» Instruction A
List every processor family or chip designation named in the forum thread on memory ordering below.
» Instruction B
In the forum thread on memory ordering below, which transition is cited as an example of hard-to-track bugs caused by implementing stronger ordering than the architecture specified?
» Instruction C
Reproduce word for word the passage of the forum thread on memory ordering, from "Right, but anecdotes" up to and including "weak ordering around.".

» Document section
By: anon (anon.delete@this.anon.com), August 17, 2014 2:40 am
Room: Moderated Discussions
Aaron Spink (aaronspink.delete@this.notearthlink.net) on August 17, 2014 12:42 am wrote:
> anon (anon.delete@this.anon.com) on August 17, 2014 12:10 am wrote:
> > I'd like to see actual evidence of this. Of course we've
> > all seen graphs showing the opposite -- that release
> > consistency (weak ordering with release barriers) is more performant than strong and processor ordering.
> >
> Most of the evidence is anecdotal in nature. Some is this is because processors that are strongly ordered
> tend to spend some extra hardware resources to increase performance (most x86), second because the programmers
> tend to be extra cautious on weakly ordered architectures because they've been burned too much.
>
> > On the other hand, those have tended to be on academic papers, and the most recent one I've seen
> > is quite old. So I don't put a lot of stock in those, for modern CPUs and real applications.
> >
> As I said, this tends to be one of those areas where theory and practice
> don't exactly mesh. Academic papers tend to me more theory.
Right, but anecdotes and practice are notoriously unreliable as well. Even from experts, with no offense intended to you or Linus.
>
>
> > That said, I've never seen anywhere evidence (except anecdotal and not very convincing) evidence
> > of the opposite. Keep in mind that implementations can always choose to implement stronger ordering
> > than specified (I think I've read that many ARM implementations do this, for example). Possibly
> > that is done for compatibility and/or ease of hardware implementation. But if it were a performance
> > advantage, you would expect to see IBM going that way. Because they actually *do* support the option
> > for x86-like ordering in recent POWER CPUs, but they keep their weak ordering around.
> >
> Even if they implement stronger ordering than specified, it is just laying a mine field in the future. One
> example is the EV5 to EV6 transition, where EV5 was much more strict than the actual architecture which resulted
> in numerous hard to track down bugs when EV6 released. EV6 was WaA but the software wasn't.
The point is that there is no minefield in going the *other* way. Maybe they create a minefield if they ever want to switch back, but if it is unquestioningly better to go with stronger ordering, then they have no barrier to make the transition.

» Data rows
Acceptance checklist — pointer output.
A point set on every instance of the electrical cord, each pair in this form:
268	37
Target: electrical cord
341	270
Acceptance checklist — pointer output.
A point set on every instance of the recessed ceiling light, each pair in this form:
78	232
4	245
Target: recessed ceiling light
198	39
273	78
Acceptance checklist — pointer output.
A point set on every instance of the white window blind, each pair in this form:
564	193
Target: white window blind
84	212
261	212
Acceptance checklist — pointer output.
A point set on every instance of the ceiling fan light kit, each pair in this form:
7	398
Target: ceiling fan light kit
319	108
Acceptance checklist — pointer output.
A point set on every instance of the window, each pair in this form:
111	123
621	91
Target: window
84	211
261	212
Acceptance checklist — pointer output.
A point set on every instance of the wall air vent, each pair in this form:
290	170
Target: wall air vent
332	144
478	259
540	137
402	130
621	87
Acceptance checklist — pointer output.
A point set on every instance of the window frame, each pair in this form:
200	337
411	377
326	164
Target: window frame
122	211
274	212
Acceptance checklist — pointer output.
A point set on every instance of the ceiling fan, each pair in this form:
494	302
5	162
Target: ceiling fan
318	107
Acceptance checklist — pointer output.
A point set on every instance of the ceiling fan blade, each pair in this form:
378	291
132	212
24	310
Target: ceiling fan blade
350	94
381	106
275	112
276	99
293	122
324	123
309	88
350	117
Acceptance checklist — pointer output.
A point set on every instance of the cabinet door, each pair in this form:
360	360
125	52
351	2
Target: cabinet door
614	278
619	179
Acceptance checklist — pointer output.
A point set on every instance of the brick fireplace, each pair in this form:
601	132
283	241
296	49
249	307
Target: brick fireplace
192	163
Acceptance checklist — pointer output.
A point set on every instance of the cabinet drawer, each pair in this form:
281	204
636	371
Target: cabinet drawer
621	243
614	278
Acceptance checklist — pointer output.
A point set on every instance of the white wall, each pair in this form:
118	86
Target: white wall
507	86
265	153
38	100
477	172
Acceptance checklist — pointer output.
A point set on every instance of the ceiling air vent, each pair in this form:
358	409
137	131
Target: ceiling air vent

» Written solution A
- x86
- ARM
- POWER
- EV5
- EV6

» Written solution B
The EV5 to EV6 transition.

» Written solution C
Right, but anecdotes and practice are notoriously unreliable as well. Even from experts, with no offense intended to you or Linus.
>
>
> > That said, I've never seen anywhere evidence (except anecdotal and not very convincing) evidence
> > of the opposite. Keep in mind that implementations can always choose to implement stronger ordering
> > than specified (I think I've read that many ARM implementations do this, for example). Possibly
> > that is done for compatibility and/or ease of hardware implementation. But if it were a performance
> > advantage, you would expect to see IBM going that way. Because they actually *do* support the option
> > for x86-like ordering in recent POWER CPUs, but they keep their weak ordering around.